- **Requirement**: Using the listing below, keep only the lines with the word "target" and copy them.

- **Excerpted records**:
*-*-*

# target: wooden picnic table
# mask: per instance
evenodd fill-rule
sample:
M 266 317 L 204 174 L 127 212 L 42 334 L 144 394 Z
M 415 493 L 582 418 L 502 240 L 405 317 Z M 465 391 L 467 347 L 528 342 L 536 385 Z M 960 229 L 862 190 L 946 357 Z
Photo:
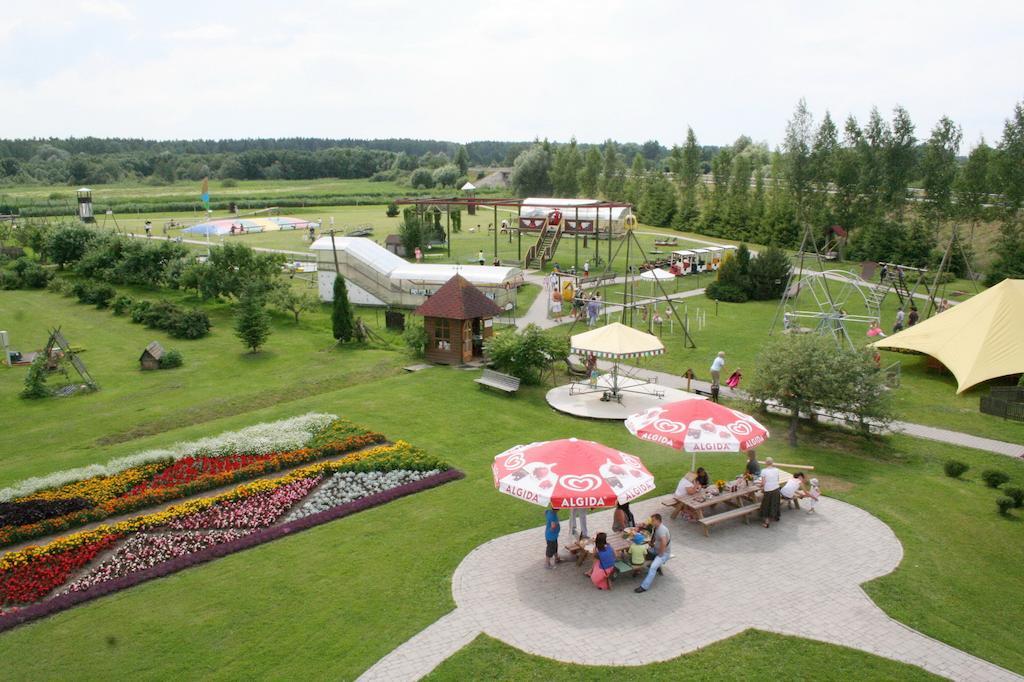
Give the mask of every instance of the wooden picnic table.
M 619 555 L 623 550 L 629 549 L 629 546 L 633 544 L 633 537 L 637 534 L 637 530 L 635 528 L 631 528 L 629 531 L 629 537 L 623 537 L 623 534 L 626 531 L 609 531 L 606 533 L 608 536 L 608 546 L 612 548 L 613 552 L 615 552 L 616 559 L 619 558 Z M 645 541 L 649 541 L 651 539 L 650 533 L 644 531 L 640 532 L 644 534 Z M 571 545 L 566 545 L 566 549 L 576 555 L 576 565 L 582 566 L 587 559 L 594 556 L 594 539 L 586 538 L 585 540 L 574 542 Z
M 779 470 L 779 483 L 785 484 L 786 481 L 793 477 L 787 471 Z M 735 491 L 730 488 L 736 485 Z M 713 491 L 713 492 L 712 492 Z M 753 503 L 757 500 L 758 493 L 761 492 L 761 488 L 757 483 L 737 483 L 737 481 L 729 481 L 725 490 L 721 493 L 718 492 L 714 486 L 708 486 L 700 492 L 693 493 L 692 495 L 686 495 L 685 497 L 672 496 L 671 502 L 666 502 L 667 506 L 674 507 L 672 511 L 672 518 L 679 516 L 680 512 L 684 509 L 689 509 L 695 518 L 704 518 L 704 512 L 720 504 L 729 504 L 732 507 L 740 507 L 744 502 Z

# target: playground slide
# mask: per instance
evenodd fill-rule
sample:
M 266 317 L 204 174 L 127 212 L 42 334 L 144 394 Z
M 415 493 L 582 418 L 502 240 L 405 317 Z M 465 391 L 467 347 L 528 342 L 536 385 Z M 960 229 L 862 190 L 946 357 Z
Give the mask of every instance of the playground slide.
M 519 268 L 491 265 L 410 263 L 364 237 L 320 237 L 310 247 L 317 256 L 320 299 L 334 300 L 335 259 L 349 300 L 358 305 L 415 308 L 456 274 L 465 277 L 499 306 L 515 299 L 523 281 Z

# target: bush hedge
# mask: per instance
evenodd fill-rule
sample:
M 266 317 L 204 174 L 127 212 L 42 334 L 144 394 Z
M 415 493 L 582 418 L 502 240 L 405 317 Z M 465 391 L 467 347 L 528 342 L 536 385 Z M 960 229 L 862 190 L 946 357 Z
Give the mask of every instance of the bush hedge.
M 981 480 L 985 481 L 985 485 L 989 488 L 998 488 L 1009 481 L 1010 477 L 1005 472 L 999 471 L 998 469 L 986 469 L 981 472 Z
M 958 459 L 950 459 L 946 460 L 946 463 L 942 465 L 942 469 L 950 478 L 960 478 L 967 473 L 970 467 Z
M 181 356 L 181 352 L 174 349 L 167 351 L 160 358 L 160 369 L 174 369 L 183 364 L 185 364 L 185 359 Z
M 1003 495 L 996 498 L 996 506 L 999 507 L 999 513 L 1006 516 L 1016 505 L 1014 504 L 1012 497 L 1006 497 Z
M 1014 507 L 1024 507 L 1024 488 L 1018 488 L 1017 486 L 1006 486 L 1003 488 L 1003 493 L 1013 500 Z

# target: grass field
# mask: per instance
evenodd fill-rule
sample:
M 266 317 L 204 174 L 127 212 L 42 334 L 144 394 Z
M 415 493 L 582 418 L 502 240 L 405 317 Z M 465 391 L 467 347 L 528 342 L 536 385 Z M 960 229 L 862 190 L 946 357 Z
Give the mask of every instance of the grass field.
M 41 343 L 46 324 L 63 324 L 72 342 L 88 349 L 83 358 L 103 386 L 94 395 L 26 404 L 14 397 L 24 369 L 0 372 L 0 406 L 14 415 L 0 440 L 0 485 L 309 410 L 407 439 L 467 473 L 443 488 L 2 635 L 0 658 L 15 679 L 60 677 L 72 668 L 84 679 L 352 679 L 452 608 L 449 579 L 466 553 L 539 525 L 538 508 L 494 492 L 495 453 L 529 440 L 582 435 L 643 457 L 662 492 L 684 468 L 678 454 L 633 439 L 621 425 L 553 413 L 543 388 L 509 399 L 479 391 L 472 373 L 403 374 L 397 368 L 406 357 L 397 351 L 333 350 L 326 319 L 316 314 L 294 332 L 277 319 L 268 351 L 253 357 L 231 336 L 227 311 L 213 306 L 211 337 L 168 340 L 184 351 L 184 368 L 141 373 L 138 353 L 151 338 L 165 340 L 159 334 L 45 292 L 0 292 L 0 310 L 16 341 Z M 775 439 L 764 454 L 816 465 L 827 494 L 878 515 L 904 545 L 897 572 L 867 586 L 879 605 L 927 634 L 1024 671 L 1016 635 L 1024 612 L 1005 608 L 1006 595 L 1024 589 L 1016 569 L 1024 560 L 1024 524 L 1018 513 L 999 517 L 995 493 L 978 480 L 980 470 L 999 468 L 1020 484 L 1024 464 L 905 437 L 864 441 L 827 429 L 801 435 L 796 451 Z M 967 480 L 942 474 L 950 457 L 971 465 Z M 738 461 L 709 455 L 701 464 L 718 475 L 732 473 Z M 372 571 L 346 568 L 368 539 L 394 551 Z M 777 660 L 813 652 L 821 669 L 921 675 L 860 652 L 757 633 L 649 666 L 644 674 L 724 669 L 737 643 L 751 642 L 771 642 Z M 506 663 L 523 677 L 580 674 L 575 666 L 510 654 L 486 640 L 439 674 L 455 679 Z

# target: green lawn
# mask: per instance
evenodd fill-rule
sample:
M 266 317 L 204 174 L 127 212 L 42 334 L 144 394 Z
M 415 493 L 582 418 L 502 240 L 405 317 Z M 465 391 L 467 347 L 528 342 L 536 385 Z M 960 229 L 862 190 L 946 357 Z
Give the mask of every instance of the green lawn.
M 610 624 L 610 627 L 614 627 Z M 622 626 L 625 626 L 622 624 Z M 651 642 L 657 648 L 657 642 Z M 786 652 L 786 658 L 767 659 L 765 652 Z M 828 661 L 827 665 L 823 665 Z M 785 672 L 780 672 L 784 670 Z M 742 672 L 738 672 L 742 671 Z M 632 676 L 632 671 L 613 666 L 561 665 L 547 658 L 531 656 L 487 635 L 480 635 L 467 647 L 442 663 L 426 679 L 440 680 L 597 680 Z M 784 637 L 748 630 L 724 641 L 645 666 L 646 680 L 939 680 L 921 668 L 888 658 L 871 656 L 853 649 L 831 646 L 796 637 Z
M 0 298 L 5 304 L 8 300 Z M 128 351 L 134 353 L 141 339 L 132 338 L 140 335 L 137 332 L 125 333 L 137 328 L 128 323 L 116 327 L 121 321 L 108 315 L 79 309 L 77 315 L 67 312 L 64 317 L 67 325 L 77 318 L 97 319 L 92 325 L 76 322 L 81 326 L 74 340 L 90 347 L 101 338 L 111 344 L 108 355 L 93 356 L 92 365 L 101 381 L 108 377 L 110 393 L 119 392 L 118 400 L 107 397 L 105 387 L 96 395 L 66 401 L 71 407 L 51 401 L 41 408 L 24 408 L 8 397 L 17 388 L 13 373 L 0 374 L 0 391 L 10 401 L 4 405 L 5 413 L 34 410 L 5 434 L 3 452 L 12 452 L 12 444 L 19 447 L 15 457 L 0 459 L 0 483 L 308 410 L 332 411 L 392 439 L 407 439 L 445 457 L 467 478 L 2 635 L 0 657 L 8 675 L 16 679 L 57 677 L 71 667 L 86 679 L 257 674 L 351 679 L 452 608 L 450 576 L 469 551 L 491 538 L 538 525 L 538 508 L 494 492 L 489 467 L 497 452 L 528 440 L 583 435 L 642 456 L 662 492 L 673 487 L 684 466 L 678 454 L 631 438 L 621 425 L 551 412 L 543 402 L 543 389 L 526 389 L 510 399 L 479 391 L 472 381 L 475 374 L 459 370 L 435 368 L 388 376 L 394 363 L 374 370 L 381 378 L 372 383 L 333 375 L 334 385 L 315 395 L 293 400 L 279 395 L 211 421 L 183 418 L 177 428 L 152 434 L 143 429 L 131 442 L 99 449 L 95 444 L 109 434 L 132 432 L 147 423 L 143 382 L 171 380 L 162 374 L 132 374 L 134 370 L 127 368 L 118 375 L 117 367 L 133 364 Z M 110 326 L 120 334 L 111 334 L 105 328 Z M 279 339 L 284 338 L 281 327 Z M 216 338 L 196 342 L 217 343 Z M 225 357 L 238 352 L 231 346 L 224 345 Z M 344 350 L 327 356 L 330 363 L 354 366 L 367 359 L 373 364 L 375 353 Z M 186 352 L 186 360 L 196 355 L 202 353 L 193 348 Z M 308 376 L 304 356 L 298 353 L 294 362 Z M 213 403 L 232 390 L 243 391 L 243 386 L 259 391 L 287 383 L 275 376 L 287 371 L 283 364 L 229 366 L 240 375 L 237 380 L 225 372 L 212 386 L 181 390 L 194 391 L 193 400 Z M 112 381 L 113 376 L 121 376 L 120 381 Z M 141 407 L 122 406 L 126 402 Z M 166 402 L 158 417 L 173 415 L 181 405 Z M 70 426 L 65 430 L 66 424 Z M 777 421 L 772 420 L 772 427 L 778 428 Z M 796 452 L 776 439 L 764 454 L 817 465 L 828 494 L 878 514 L 904 544 L 900 569 L 868 585 L 878 603 L 934 637 L 1024 671 L 1024 647 L 1016 635 L 1024 625 L 1024 613 L 1005 609 L 1006 595 L 1024 589 L 1024 577 L 1017 570 L 1024 560 L 1024 524 L 1018 515 L 1009 520 L 996 515 L 995 495 L 976 475 L 983 468 L 998 467 L 1019 483 L 1024 480 L 1022 464 L 903 437 L 866 443 L 827 430 L 802 435 L 804 445 Z M 941 462 L 953 456 L 972 466 L 971 480 L 943 476 Z M 716 475 L 734 470 L 737 460 L 732 455 L 710 455 L 702 464 Z M 372 571 L 352 570 L 352 557 L 364 551 L 368 538 L 389 549 L 388 559 L 375 563 Z M 951 543 L 950 538 L 956 541 Z M 994 617 L 996 613 L 1000 617 Z M 778 644 L 773 654 L 778 660 L 808 651 L 807 643 L 799 640 L 773 641 Z M 709 649 L 697 660 L 708 666 L 726 665 L 729 659 L 722 656 L 730 655 L 729 646 L 721 649 L 726 652 L 721 656 Z M 866 654 L 836 647 L 814 651 L 819 669 L 879 665 Z M 688 660 L 681 664 L 688 665 Z M 557 670 L 561 676 L 574 667 Z M 651 668 L 655 674 L 662 670 Z M 889 669 L 904 677 L 898 670 Z
M 131 294 L 159 298 L 152 291 Z M 290 316 L 275 313 L 266 350 L 252 355 L 234 335 L 230 307 L 205 307 L 212 332 L 189 341 L 49 292 L 0 292 L 0 328 L 10 333 L 12 348 L 40 350 L 48 330 L 60 326 L 73 345 L 85 348 L 81 358 L 101 386 L 93 395 L 25 401 L 17 393 L 27 367 L 0 366 L 0 414 L 8 423 L 0 432 L 3 480 L 106 461 L 109 446 L 140 436 L 263 406 L 284 407 L 298 398 L 401 371 L 403 358 L 394 352 L 356 355 L 335 350 L 325 311 L 305 314 L 298 325 Z M 376 324 L 373 311 L 361 314 L 371 327 Z M 179 349 L 184 367 L 140 371 L 139 355 L 153 340 Z M 254 381 L 254 376 L 259 379 Z M 17 427 L 11 428 L 11 422 Z

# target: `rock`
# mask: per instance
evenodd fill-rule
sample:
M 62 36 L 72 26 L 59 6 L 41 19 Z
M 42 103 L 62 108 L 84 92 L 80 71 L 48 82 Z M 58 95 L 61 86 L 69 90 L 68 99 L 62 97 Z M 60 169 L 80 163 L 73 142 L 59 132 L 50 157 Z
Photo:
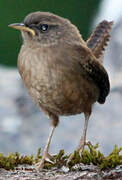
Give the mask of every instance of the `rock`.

*-*-*

- **Answer to this exercise**:
# target: wooden picnic table
# target: playground slide
# target: bush hedge
# target: grass field
# target: green lawn
# target: `rock`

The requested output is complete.